**Challenge**
Turn all of the material below into a numbered list with one line per number, and leave out any blank lines.

======== Items ========

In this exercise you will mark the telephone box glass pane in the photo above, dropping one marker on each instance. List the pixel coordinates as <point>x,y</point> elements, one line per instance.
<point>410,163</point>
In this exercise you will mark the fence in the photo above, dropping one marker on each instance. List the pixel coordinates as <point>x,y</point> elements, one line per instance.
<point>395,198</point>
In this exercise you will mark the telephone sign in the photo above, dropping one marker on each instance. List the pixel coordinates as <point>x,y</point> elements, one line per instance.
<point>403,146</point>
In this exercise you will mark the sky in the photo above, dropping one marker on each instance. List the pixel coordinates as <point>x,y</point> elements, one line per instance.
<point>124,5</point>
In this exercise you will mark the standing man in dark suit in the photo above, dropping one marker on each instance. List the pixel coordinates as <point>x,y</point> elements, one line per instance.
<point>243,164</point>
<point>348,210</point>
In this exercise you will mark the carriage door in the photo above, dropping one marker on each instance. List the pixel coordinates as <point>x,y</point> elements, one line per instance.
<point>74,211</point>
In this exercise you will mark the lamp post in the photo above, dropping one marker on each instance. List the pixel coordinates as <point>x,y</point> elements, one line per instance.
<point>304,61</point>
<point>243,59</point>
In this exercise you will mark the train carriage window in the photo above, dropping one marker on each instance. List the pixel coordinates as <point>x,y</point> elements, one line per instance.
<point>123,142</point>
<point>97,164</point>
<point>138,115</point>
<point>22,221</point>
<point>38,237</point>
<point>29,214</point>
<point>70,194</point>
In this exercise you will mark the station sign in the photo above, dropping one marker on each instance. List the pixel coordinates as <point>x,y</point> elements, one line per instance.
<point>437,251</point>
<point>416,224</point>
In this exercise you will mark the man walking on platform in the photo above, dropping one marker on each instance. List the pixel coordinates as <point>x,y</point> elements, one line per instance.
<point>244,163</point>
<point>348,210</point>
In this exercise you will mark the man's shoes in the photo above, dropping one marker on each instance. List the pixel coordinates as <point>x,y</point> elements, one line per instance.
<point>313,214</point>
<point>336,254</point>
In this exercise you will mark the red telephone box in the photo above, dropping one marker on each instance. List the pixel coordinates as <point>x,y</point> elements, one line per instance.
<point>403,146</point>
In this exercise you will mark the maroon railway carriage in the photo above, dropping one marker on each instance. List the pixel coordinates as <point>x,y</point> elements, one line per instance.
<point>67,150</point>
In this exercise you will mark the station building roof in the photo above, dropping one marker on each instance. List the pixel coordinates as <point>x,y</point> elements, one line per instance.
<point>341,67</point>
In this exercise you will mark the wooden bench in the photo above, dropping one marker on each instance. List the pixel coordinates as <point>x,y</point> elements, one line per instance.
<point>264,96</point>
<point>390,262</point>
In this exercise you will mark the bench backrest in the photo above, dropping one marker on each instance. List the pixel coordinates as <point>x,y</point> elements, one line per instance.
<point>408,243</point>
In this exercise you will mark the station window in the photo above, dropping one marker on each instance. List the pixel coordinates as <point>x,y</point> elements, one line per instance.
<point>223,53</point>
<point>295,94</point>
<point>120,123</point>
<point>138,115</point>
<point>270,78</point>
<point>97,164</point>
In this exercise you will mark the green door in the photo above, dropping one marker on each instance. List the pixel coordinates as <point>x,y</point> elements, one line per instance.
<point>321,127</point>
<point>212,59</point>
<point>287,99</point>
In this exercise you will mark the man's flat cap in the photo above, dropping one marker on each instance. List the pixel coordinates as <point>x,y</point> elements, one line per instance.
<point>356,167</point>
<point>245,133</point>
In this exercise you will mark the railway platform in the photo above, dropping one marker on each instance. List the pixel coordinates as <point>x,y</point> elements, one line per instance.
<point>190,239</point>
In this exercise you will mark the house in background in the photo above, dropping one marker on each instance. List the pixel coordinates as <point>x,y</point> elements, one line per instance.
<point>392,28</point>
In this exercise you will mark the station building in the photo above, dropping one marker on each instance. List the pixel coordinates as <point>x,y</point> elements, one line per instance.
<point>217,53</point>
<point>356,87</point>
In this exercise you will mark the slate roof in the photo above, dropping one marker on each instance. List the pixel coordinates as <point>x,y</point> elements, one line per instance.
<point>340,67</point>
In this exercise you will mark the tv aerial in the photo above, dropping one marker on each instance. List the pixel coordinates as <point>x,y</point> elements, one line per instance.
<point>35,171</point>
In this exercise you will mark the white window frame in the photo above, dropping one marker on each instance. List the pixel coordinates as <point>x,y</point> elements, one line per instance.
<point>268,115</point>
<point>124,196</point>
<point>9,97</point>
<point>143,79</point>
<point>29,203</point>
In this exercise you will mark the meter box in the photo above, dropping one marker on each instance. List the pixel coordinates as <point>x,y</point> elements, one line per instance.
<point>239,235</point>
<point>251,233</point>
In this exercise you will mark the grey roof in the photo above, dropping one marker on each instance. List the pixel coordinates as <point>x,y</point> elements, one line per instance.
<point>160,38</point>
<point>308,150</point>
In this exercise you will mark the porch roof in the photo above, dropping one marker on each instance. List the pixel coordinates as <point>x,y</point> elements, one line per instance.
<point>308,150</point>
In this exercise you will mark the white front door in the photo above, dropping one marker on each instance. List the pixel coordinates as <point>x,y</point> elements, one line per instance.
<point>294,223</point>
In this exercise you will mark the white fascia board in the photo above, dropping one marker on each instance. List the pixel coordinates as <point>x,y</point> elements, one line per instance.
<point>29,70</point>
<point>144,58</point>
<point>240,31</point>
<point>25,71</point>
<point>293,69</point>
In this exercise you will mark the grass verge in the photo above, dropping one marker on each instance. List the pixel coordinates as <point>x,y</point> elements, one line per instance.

========

**Complete output**
1. In this exercise you will mark the telephone box glass pane in the photo above, dropping one marker on each instance. List the pixel coordinates as <point>x,y</point> elements, one line per instance.
2. <point>410,163</point>
3. In this exercise you will mark the fence in the photo above, dropping one marker on each instance. List the pixel coordinates as <point>x,y</point> elements, one line per instance.
4. <point>395,198</point>
5. In this exercise you will mark the telephone sign in the photo above, dropping one marker on each instance. List the pixel coordinates as <point>x,y</point> elements, one line per instance.
6. <point>403,146</point>
7. In this exercise you will mark the sky in the photo above, dropping one marker on each instance. List the pixel coordinates as <point>x,y</point> elements, one line per instance.
8. <point>124,5</point>
9. In this exercise you will mark the standing man in dark suit in the photo above, dropping one marker on each instance. List the pixel coordinates as <point>x,y</point> elements, one line per instance.
10. <point>243,164</point>
11. <point>348,210</point>
12. In this exercise you will mark the carriage door in the photo above, dropping one marker on each instance. List the pixel coordinates as <point>x,y</point> elements, one line per instance.
13. <point>74,211</point>
14. In this exercise you will mark the lamp post in the photo above, dropping one marker on each instance. List the pixel coordinates as <point>x,y</point> elements, one line per instance.
15. <point>304,61</point>
16. <point>243,59</point>
17. In this exercise you will mark the train carriage window in the photo above, dropping one marker on each instance. List the pixel coordinates as <point>x,y</point> elements, one line per instance.
18. <point>123,142</point>
19. <point>97,164</point>
20. <point>138,115</point>
21. <point>22,221</point>
22. <point>38,237</point>
23. <point>29,214</point>
24. <point>70,194</point>
25. In this exercise you will mark the station sign in the photo above, dropping one marker on each instance. List the pixel coordinates as <point>x,y</point> elements, one line per instance.
26. <point>437,251</point>
27. <point>416,224</point>
28. In this exercise you will mark the man walking on platform in the photo above, dropping one marker on each instance. List the pixel coordinates as <point>x,y</point> elements, one line per instance.
29. <point>244,163</point>
30. <point>348,210</point>
31. In this exercise you will mark the man's shoes in the photo above, dropping one marker on each instance. List the pixel coordinates as <point>x,y</point> elements, one line per instance.
32. <point>313,214</point>
33. <point>336,254</point>
34. In this exercise you will mark the red telephone box in the photo above, dropping one marker on each instance. List the pixel coordinates as <point>x,y</point> elements, one line per instance.
35. <point>403,146</point>
36. In this exercise you will mark the maroon railway carriage in the photo above, dropping one marker on each instance. List the pixel coordinates as <point>x,y</point> elements, one line per instance.
37. <point>67,150</point>
38. In this exercise you will mark the station building roof in the photo above, dropping one marker on each instance. List the pixel coordinates as <point>x,y</point> elements, one line per instance.
39. <point>341,67</point>
40. In this exercise you will mark the wooden bench in the photo above, dropping one marker on each instance. List the pixel coordinates as <point>x,y</point> elements, one line per instance.
41. <point>264,96</point>
42. <point>390,262</point>
43. In this exercise you will mark the bench backrest in the photo above, dropping one marker on each instance. List the pixel coordinates as <point>x,y</point> elements, one line per instance.
44. <point>408,243</point>
45. In this exercise you will mark the station window in the photo above, dropping one marker on each instance. List the pixel coordinates as <point>x,y</point> elements, one line per instance.
46. <point>223,53</point>
47. <point>295,94</point>
48. <point>120,123</point>
49. <point>138,115</point>
50. <point>270,78</point>
51. <point>97,164</point>
52. In this exercise you will mark the green door in the photo above, dropping one marker on each instance. List the pixel coordinates as <point>x,y</point> elements, one line per instance.
53. <point>321,127</point>
54. <point>212,59</point>
55. <point>287,99</point>
56. In this exercise you will mark the man's flat cap in the photo above, dropping one marker on each instance. List the pixel coordinates as <point>x,y</point> elements, one line per instance.
57. <point>356,167</point>
58. <point>245,133</point>
59. In this exercise you will mark the railway platform in the photo above, dropping one marker on each instance. List the pixel coordinates as <point>x,y</point> elements, one line per instance.
60. <point>190,239</point>
61. In this exercise you will mark the house in background in the photo above, dropping one marker on each instance. List the pixel coordinates as <point>x,y</point> elements, one line per instance.
62. <point>392,28</point>
63. In this exercise you will mark the station building in the photo above, dropping one marker on each instance. List the pixel coordinates as <point>x,y</point> elements, one line per instance.
64. <point>217,53</point>
65. <point>356,87</point>
66. In this exercise you will mark the slate roof in the photo above, dropping one marker on each instance. List the pixel coordinates as <point>x,y</point> elements, one line per instance.
67. <point>340,67</point>
68. In this exercise you will mark the tv aerial in the photo above, dropping one marker on each instance. List the pixel coordinates as <point>x,y</point> elements, one line per instance.
69. <point>35,171</point>
70. In this exercise you will mark the white window frame in the photo above, dropping one marker on each instance. List the pixel coordinates as <point>x,y</point> elements, one line per instance.
71. <point>268,115</point>
72. <point>124,196</point>
73. <point>9,97</point>
74. <point>143,79</point>
75. <point>29,203</point>
76. In this exercise you will mark the meter box in the photo above, dropping one marker on each instance. List the pixel coordinates as <point>x,y</point> elements, one line per instance.
77. <point>239,235</point>
78. <point>251,233</point>
79. In this exercise you will mark the grey roof in the photo above, dropping one marker on each instance. List the pixel coordinates as <point>x,y</point> elements, one line per instance.
80. <point>160,38</point>
81. <point>308,150</point>
82. In this exercise you will mark the porch roof in the photo above, dropping one marker on each instance. List the pixel coordinates as <point>x,y</point> elements, one line per instance.
83. <point>308,150</point>
84. In this exercise you will mark the white front door in the photo above, dropping one marker on each instance. List the pixel coordinates as <point>x,y</point> elements, one line per instance.
85. <point>294,223</point>
86. In this exercise you will mark the white fascia board in the photo above, dropping one marker on each instance. List the pixel coordinates as <point>x,y</point> elements, one line per instance.
87. <point>29,70</point>
88. <point>144,58</point>
89. <point>240,31</point>
90. <point>25,71</point>
91. <point>293,69</point>
92. In this exercise you will mark the grass verge in the photo above, dropping one marker on each instance. List the pixel coordinates as <point>x,y</point> elements, one line per instance.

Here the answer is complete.